Après avoir regardé Toutes nos envies, je me suis lancée dans la lecture du roman qui est en à l’origine, D’autres vies que la mienne. Emmanuel Carrère signe ici un roman à mi-chemin entre l’autobiographie et la biographie.
L’histoire débute sur l’île de Ceylan alors que le Tsunami est en train de détruire des existences par milliers. Le ton est très vite donné avec la description des lieux, de l’odeur des cadavres, des parents qui luttent pour ne pas sombrer car leur enfant de quatre ans a été emportée par la vague… Vous l’aurez compris, D’autres vies que la mienne n’est pas un roman qu’on lit pour se distraire car il est bien difficile de retenir ses larmes tant le récit de Carrère est bouleversant.
De retour en France, le narrateur est encore confronté à une épreuve redoutable : celle de la maladie. Juliette, sa belle-soeur est atteinte d’un cancer incurable et voit ses forces s’amenuiser de jour en jour. Sa lutte contre la maladie ira de pair avec le combat contre les poursuites pénales des victimes du surendettement. C’est d’ailleurs cet aspect là du roman que le film Toutes nos envies avait choisi de développer. Le personnage d’Etienne, juge à Vienne et ami de Juliette est le support d’une très belle réflexion sur l’Autre, sur ces êtres jumeaux qui n’ont pas besoin de se voir pour se sentir en osmose.
On trouve quelques réflexions de l’auteur sur la question de l’adaptation d’un roman au cinéma, que j’ai trouvées assez intéressantes : “Dans un film, une musique intensément dramatique devrait accompagner la découverte de ces lignes par l’héroïne. On verrait ses lèvres bouger à mesure qu’elle avance dans sa lecture, son visage exprimerait d’abord la perplexité, puis l’incrédulité, enfin l’émerveillement. Elle lèverait les yeux vers le héros en balbutiant quelque chose comme : mais alors…cela veut dire ? Contrechamp sur lui, calme, intense. Tu as bien lu.”

_Consignes de l'exercice_
**1.** Dans la critique du roman D'autres vies que la mienne, de quelle maladie Juliette est-elle atteinte ?
**2.** Rédigez la suite de la critique du roman D'autres vies que la mienne, en reprenant juste après sa dernière phrase.
La liste qui suit n'a aucun lien avec la critique du roman D'autres vies que la mienne.

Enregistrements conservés
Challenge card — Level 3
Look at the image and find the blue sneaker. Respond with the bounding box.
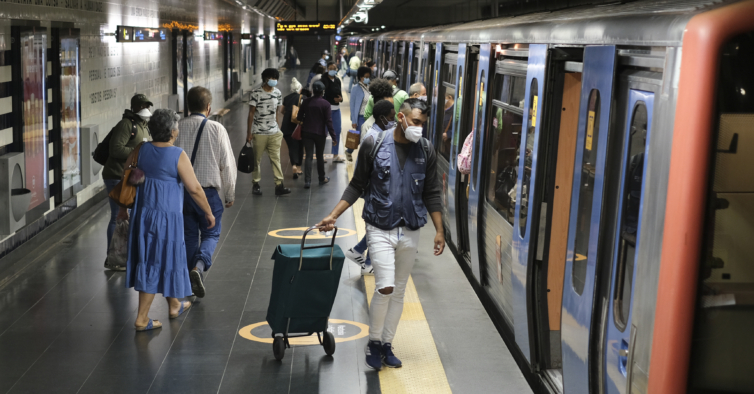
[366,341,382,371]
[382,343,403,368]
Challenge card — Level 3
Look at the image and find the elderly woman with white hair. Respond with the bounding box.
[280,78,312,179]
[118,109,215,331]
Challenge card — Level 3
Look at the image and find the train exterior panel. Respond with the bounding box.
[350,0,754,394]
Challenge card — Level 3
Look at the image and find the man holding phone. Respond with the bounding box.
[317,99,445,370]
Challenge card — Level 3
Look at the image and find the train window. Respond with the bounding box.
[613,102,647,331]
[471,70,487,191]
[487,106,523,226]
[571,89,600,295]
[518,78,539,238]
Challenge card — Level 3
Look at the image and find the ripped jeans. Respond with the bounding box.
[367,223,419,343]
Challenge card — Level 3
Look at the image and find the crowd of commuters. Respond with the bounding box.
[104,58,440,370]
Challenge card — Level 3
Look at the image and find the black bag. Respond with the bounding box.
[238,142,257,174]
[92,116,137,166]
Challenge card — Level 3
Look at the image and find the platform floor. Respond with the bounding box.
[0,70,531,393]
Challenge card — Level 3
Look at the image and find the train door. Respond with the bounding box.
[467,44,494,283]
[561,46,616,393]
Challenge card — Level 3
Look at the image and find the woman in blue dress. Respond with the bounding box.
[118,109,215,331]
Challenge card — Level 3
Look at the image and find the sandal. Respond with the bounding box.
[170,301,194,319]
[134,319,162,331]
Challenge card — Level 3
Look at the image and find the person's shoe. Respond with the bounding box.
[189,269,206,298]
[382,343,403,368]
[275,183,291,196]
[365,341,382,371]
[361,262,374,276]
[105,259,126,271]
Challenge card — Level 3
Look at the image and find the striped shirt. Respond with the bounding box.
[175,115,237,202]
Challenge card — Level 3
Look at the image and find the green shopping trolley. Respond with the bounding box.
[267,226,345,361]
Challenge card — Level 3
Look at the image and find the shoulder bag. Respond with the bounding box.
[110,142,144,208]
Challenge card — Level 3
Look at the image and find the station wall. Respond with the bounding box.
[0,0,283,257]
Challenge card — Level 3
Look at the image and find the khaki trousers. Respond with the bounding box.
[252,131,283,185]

_Résultats de l'exercice_
**1.** D'un cancer incurable.

**2.**
Il est bien difficile de résumer mes impressions de lecture car le récit est vraiment émouvant, poignant, voire même profondément troublant. Bien que les thèmes abordés soient très sombres, certains personnages sont porteurs d’une grande force. Patrice, veuf de Juliette, est ainsi mû par l’amour qu’il a portée à sa défunte épouse et par la foi en l’existence qu’elle lui a donné durant leur vie commune.
La part autobiographie du livre peut se résumer essentiellement dans le cheminement sentimental du narrateur / auteur. Au début du roman, Carrère avoue sa difficulté à trouver une femme auprès de laquelle il voudrait vieillir. En cela, on peut dire que ce roman est une autobiographie oblique : c’est par la confrontation de l’existence d’autrui que l’auteur arrive à avancer dans sa propre vie…et que le lecteur est invité à réfléchir également sur le sens de son existence.
Un très beau livre !
Billet rattaché au Challenge La Littérature fait son cinéma, à l’initiative de Will.